[BEGIN Record list]

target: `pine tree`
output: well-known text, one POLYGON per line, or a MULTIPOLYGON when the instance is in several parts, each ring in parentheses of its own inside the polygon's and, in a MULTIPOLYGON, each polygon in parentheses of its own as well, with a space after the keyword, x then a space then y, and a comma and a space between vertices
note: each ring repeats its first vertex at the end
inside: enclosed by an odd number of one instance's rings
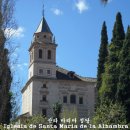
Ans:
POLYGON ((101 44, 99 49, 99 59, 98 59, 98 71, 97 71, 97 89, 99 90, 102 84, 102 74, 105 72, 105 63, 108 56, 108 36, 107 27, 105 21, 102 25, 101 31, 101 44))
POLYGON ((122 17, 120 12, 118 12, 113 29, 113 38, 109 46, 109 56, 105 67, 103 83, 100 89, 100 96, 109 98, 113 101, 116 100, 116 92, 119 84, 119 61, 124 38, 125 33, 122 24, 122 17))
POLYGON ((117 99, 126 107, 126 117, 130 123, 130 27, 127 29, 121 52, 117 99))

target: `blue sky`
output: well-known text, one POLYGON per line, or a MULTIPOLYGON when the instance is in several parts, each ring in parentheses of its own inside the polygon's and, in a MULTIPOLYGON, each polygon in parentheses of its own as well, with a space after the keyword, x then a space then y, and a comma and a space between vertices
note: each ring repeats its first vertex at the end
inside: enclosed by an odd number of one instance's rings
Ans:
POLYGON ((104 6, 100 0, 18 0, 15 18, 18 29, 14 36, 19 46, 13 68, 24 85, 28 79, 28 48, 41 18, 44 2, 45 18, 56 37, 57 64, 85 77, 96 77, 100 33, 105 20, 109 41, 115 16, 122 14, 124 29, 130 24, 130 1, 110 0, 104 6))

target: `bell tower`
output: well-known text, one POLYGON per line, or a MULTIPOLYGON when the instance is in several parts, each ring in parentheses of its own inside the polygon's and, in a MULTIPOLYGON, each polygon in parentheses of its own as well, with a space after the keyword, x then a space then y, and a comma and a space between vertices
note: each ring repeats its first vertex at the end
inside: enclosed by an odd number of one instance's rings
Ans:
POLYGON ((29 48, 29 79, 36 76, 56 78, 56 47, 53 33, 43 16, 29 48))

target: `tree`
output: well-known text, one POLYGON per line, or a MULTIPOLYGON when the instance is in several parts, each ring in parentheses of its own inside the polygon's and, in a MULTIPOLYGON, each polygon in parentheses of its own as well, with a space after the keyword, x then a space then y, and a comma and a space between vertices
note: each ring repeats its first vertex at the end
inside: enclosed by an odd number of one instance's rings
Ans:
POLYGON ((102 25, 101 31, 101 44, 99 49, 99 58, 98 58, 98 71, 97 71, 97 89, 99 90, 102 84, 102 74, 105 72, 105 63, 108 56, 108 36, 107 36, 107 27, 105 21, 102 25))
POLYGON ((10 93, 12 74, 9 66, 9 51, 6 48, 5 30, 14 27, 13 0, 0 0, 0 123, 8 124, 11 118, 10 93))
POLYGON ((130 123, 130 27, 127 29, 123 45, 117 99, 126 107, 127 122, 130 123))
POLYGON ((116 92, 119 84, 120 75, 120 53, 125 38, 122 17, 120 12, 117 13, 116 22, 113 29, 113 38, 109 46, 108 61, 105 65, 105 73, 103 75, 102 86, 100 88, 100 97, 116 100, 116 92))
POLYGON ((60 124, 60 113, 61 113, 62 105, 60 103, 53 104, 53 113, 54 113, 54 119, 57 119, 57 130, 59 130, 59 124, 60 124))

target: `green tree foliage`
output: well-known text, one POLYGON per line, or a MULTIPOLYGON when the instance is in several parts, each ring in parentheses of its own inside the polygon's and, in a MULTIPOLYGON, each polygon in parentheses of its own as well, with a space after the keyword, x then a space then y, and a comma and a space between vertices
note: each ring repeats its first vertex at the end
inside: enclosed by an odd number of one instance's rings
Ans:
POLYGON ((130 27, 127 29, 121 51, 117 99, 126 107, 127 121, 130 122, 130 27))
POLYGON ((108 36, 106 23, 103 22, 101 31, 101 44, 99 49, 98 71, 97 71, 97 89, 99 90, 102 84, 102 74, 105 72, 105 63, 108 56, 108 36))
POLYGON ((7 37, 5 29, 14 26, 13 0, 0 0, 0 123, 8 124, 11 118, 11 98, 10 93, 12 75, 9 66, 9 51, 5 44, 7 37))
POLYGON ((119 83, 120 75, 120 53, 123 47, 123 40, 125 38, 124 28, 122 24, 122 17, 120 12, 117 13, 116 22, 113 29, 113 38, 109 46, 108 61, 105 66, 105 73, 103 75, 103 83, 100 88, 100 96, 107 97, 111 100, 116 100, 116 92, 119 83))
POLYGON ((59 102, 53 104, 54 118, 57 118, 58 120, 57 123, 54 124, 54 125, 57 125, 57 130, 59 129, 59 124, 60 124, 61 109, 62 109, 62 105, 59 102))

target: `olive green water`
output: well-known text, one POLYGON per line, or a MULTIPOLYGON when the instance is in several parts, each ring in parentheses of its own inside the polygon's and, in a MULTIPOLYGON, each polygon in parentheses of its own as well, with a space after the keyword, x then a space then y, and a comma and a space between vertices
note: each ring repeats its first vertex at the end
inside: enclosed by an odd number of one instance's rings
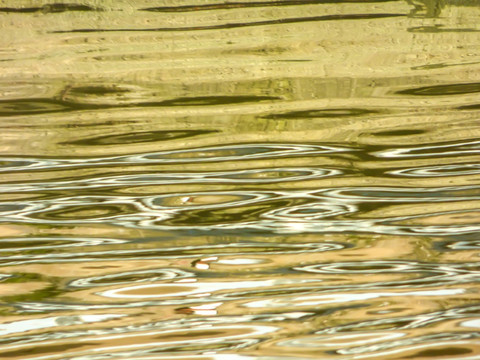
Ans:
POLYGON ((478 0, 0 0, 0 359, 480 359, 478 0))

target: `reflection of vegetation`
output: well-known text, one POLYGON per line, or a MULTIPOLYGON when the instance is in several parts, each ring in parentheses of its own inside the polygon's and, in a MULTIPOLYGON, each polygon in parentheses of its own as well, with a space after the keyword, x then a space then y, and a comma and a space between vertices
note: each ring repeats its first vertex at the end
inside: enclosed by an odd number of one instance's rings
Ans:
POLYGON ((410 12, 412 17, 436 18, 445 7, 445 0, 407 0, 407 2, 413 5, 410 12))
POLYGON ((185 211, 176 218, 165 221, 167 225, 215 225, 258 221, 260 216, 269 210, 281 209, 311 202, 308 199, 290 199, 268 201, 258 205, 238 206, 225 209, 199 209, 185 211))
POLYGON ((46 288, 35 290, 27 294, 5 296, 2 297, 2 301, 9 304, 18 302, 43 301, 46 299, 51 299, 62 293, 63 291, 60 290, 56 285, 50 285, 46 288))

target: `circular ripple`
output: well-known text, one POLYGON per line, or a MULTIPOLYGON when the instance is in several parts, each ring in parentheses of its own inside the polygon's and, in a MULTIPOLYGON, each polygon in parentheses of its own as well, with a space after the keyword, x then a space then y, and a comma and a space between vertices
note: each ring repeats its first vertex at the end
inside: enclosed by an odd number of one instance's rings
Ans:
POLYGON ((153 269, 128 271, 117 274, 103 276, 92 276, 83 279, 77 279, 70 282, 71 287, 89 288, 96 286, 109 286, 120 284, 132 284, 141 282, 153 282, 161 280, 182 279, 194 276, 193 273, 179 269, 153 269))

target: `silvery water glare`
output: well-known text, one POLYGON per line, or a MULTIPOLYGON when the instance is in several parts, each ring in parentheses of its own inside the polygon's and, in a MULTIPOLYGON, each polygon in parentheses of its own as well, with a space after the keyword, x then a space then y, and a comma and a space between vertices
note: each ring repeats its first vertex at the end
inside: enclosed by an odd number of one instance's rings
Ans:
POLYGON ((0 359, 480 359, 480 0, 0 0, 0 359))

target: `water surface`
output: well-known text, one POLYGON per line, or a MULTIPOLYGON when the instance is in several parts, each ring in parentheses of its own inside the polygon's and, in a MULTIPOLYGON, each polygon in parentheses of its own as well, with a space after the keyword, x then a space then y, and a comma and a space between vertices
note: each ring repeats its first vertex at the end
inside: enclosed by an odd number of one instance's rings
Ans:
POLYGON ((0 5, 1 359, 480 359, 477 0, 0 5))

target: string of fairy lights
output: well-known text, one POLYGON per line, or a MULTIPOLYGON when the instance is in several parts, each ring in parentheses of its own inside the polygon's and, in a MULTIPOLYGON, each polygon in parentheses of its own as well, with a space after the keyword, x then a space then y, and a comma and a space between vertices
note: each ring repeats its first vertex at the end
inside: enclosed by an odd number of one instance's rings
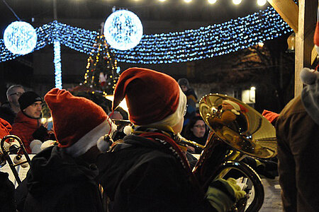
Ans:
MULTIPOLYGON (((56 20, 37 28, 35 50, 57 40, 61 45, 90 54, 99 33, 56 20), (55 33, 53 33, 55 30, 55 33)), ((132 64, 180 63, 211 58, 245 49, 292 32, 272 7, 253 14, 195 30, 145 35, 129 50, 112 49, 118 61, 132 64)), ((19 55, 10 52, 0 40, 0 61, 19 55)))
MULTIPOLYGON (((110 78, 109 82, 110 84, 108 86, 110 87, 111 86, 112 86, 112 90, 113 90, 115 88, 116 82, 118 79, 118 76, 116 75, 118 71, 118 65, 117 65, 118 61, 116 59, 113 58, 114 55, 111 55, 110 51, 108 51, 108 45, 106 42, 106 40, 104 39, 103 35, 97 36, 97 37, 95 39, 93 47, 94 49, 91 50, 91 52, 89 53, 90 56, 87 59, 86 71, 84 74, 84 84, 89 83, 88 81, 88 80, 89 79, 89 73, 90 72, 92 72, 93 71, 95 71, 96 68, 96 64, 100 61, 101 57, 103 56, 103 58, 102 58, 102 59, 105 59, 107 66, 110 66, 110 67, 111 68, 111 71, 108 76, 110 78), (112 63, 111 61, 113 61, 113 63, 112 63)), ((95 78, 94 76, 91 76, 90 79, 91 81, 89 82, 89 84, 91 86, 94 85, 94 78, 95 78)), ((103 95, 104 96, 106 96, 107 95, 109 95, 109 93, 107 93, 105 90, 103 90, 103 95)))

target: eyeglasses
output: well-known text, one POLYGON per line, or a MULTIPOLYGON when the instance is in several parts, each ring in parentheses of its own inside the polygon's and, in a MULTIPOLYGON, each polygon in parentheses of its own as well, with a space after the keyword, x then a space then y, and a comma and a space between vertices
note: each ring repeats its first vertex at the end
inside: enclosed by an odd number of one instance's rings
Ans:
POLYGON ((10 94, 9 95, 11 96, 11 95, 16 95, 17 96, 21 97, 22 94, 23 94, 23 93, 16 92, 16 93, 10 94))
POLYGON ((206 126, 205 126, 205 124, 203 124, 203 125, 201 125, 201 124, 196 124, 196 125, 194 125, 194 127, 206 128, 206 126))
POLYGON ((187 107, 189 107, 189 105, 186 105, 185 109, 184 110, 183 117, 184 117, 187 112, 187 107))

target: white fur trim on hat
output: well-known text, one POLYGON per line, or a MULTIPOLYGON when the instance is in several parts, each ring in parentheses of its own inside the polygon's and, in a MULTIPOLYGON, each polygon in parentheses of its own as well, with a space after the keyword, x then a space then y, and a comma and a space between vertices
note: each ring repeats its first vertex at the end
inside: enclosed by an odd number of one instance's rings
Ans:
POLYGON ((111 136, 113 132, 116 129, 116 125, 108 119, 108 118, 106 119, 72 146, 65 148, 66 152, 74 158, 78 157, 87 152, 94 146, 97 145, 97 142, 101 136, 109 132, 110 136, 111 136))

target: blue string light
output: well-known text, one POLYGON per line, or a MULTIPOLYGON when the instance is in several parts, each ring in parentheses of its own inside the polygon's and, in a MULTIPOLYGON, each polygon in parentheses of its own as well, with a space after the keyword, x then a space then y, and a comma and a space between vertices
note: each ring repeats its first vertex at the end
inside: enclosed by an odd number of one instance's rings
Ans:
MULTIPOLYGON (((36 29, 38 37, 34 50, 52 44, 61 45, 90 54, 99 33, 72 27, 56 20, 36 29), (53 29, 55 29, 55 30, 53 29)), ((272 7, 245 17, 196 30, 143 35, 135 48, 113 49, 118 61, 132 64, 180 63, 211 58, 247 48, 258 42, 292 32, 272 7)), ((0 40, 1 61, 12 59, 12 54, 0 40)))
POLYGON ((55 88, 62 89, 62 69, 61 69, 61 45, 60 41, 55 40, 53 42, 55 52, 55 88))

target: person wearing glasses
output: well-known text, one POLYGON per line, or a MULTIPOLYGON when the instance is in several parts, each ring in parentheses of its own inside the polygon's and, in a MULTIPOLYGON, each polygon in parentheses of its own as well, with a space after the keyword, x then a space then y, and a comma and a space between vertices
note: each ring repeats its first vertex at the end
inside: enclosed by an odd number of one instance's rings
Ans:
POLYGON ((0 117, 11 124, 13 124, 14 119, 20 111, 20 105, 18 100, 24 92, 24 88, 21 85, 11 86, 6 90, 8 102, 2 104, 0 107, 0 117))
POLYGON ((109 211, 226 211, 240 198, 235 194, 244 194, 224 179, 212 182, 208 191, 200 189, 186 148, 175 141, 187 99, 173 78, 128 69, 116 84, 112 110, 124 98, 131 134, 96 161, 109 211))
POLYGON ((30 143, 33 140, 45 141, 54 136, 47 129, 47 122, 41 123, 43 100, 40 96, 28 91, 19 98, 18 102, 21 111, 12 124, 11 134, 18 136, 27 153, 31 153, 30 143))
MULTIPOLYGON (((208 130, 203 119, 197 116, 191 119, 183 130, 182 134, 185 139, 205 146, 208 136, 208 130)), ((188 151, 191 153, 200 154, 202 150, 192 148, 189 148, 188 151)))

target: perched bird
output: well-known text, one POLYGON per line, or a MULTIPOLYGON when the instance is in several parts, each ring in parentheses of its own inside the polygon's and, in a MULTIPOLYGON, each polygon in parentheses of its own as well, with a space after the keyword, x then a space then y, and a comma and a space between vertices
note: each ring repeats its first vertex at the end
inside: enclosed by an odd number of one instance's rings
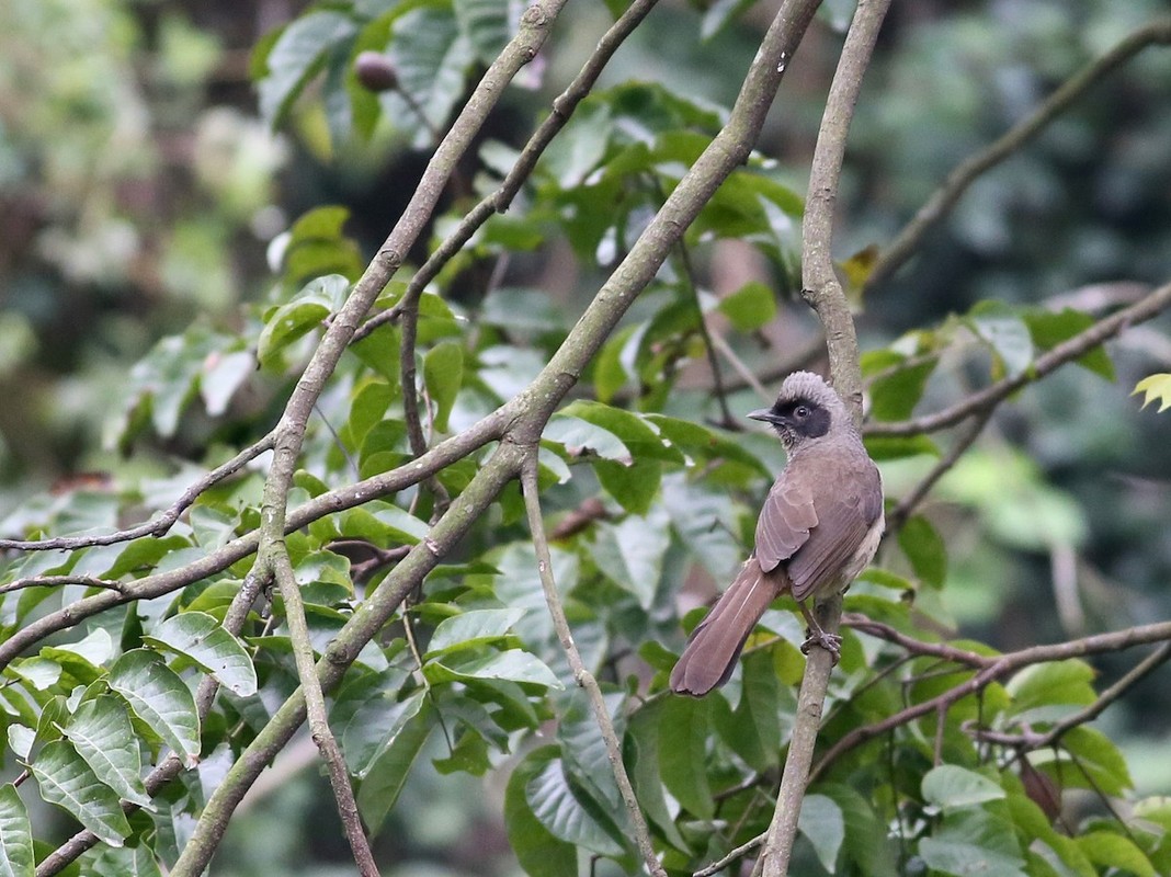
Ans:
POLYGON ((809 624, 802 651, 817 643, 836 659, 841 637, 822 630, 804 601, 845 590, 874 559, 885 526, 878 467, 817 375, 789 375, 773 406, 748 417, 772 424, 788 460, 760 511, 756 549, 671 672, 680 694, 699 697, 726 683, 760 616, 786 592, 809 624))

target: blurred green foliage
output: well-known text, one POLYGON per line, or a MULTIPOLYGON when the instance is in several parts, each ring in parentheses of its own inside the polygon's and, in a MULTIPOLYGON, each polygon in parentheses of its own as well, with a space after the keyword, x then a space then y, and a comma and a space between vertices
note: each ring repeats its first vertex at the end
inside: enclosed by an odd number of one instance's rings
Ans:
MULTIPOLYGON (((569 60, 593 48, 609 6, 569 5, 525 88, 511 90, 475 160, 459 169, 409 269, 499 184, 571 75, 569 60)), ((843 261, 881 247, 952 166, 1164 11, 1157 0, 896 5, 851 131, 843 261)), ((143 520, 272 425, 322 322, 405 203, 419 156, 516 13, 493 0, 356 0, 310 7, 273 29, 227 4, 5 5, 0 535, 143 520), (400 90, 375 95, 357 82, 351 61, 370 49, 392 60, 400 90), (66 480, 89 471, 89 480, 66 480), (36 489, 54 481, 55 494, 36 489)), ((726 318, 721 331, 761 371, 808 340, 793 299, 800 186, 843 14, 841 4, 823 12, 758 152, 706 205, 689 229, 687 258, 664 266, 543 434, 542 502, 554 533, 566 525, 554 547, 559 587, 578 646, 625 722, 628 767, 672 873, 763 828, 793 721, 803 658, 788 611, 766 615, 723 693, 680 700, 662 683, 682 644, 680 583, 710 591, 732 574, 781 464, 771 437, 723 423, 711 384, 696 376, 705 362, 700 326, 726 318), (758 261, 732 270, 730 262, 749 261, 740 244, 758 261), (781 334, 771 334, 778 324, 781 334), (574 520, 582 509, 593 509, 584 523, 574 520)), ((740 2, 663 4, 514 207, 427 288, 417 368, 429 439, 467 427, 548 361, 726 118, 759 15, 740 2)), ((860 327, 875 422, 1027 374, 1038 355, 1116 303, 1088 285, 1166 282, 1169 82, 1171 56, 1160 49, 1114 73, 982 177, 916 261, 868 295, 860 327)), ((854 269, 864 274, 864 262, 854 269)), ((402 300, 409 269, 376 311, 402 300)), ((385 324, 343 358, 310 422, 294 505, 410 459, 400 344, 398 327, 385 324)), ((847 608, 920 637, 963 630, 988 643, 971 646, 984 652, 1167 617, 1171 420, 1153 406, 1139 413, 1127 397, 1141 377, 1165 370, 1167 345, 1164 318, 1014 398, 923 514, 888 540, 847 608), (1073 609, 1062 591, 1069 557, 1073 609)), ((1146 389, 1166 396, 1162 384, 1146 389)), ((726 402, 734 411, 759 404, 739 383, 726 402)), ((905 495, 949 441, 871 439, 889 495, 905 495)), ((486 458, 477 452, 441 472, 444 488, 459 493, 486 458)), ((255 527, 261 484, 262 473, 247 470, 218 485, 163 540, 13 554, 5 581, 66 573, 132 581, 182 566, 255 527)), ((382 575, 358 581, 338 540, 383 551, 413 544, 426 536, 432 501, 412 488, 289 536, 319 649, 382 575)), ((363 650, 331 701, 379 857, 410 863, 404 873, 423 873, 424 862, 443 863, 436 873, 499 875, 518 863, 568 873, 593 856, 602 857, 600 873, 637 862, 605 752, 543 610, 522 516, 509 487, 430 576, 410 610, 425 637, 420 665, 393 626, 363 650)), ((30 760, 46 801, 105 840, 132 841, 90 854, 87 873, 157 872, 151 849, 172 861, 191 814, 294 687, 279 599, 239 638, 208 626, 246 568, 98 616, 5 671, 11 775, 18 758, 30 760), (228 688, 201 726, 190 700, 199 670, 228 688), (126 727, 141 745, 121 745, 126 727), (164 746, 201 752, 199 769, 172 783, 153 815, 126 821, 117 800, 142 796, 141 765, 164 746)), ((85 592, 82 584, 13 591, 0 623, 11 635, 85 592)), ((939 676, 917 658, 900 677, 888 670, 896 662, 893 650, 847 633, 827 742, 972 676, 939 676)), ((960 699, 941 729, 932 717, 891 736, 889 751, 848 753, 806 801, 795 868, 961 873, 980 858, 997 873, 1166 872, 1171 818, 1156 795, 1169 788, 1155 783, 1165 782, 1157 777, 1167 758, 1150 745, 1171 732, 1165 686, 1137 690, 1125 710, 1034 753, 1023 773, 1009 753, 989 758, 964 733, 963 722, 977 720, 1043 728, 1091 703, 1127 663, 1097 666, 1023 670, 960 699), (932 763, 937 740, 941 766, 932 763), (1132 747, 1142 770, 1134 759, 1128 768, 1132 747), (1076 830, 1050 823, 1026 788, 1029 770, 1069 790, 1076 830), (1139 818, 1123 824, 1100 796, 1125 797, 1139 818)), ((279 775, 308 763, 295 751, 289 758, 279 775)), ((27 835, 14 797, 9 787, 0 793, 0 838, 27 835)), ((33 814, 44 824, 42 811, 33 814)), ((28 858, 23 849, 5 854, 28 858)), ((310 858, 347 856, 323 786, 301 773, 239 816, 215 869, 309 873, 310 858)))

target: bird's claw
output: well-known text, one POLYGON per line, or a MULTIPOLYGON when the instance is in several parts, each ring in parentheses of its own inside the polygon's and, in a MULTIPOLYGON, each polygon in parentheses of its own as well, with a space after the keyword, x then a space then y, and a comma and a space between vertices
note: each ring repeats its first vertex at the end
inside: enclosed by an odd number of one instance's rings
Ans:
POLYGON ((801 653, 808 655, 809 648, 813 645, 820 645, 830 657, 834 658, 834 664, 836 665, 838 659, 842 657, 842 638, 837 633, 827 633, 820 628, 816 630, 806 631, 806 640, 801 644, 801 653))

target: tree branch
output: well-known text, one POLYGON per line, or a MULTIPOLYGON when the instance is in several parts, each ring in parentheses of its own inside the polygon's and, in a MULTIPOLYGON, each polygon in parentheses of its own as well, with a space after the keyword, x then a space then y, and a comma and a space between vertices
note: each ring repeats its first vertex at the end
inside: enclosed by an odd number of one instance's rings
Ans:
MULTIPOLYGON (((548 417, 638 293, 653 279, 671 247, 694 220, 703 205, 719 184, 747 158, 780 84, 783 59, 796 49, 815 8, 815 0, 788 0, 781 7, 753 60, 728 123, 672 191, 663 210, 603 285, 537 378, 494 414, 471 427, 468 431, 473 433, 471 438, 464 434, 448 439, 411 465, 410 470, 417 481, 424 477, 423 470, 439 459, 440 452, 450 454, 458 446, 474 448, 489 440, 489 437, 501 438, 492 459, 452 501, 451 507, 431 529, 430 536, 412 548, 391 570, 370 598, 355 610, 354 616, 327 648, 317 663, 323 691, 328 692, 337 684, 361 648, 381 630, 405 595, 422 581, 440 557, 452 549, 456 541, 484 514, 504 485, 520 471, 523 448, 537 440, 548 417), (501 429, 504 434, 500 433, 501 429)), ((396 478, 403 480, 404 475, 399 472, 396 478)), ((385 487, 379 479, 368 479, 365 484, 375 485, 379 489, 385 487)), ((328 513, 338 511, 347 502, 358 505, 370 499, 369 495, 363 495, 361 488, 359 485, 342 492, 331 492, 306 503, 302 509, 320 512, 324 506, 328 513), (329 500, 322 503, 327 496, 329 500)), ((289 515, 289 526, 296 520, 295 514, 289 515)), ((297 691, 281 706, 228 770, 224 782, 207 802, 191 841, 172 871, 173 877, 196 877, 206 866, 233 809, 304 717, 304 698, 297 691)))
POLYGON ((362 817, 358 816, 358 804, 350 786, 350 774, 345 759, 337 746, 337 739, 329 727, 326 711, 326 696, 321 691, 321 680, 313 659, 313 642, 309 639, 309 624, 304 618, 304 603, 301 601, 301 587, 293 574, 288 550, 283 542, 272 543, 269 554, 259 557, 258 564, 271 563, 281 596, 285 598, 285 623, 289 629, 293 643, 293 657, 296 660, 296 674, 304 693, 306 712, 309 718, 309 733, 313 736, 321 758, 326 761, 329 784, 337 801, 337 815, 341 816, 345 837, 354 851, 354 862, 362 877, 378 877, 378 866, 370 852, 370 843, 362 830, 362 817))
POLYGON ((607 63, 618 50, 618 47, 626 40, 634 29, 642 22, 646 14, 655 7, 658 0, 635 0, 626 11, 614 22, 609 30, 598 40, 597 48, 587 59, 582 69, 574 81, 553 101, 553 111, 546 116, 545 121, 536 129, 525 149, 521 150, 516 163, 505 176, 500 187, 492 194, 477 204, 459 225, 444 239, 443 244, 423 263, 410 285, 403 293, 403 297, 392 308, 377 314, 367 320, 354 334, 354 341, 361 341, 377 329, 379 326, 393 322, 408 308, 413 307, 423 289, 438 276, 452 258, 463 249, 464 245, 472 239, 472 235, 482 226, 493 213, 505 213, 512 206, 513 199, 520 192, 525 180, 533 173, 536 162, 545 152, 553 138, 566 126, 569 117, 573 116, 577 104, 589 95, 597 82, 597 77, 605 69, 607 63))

[END Record list]

Report every line of the data above that contains the word "bird", copying each such line in full.

#### Output below
target: perched bird
target: bird's claw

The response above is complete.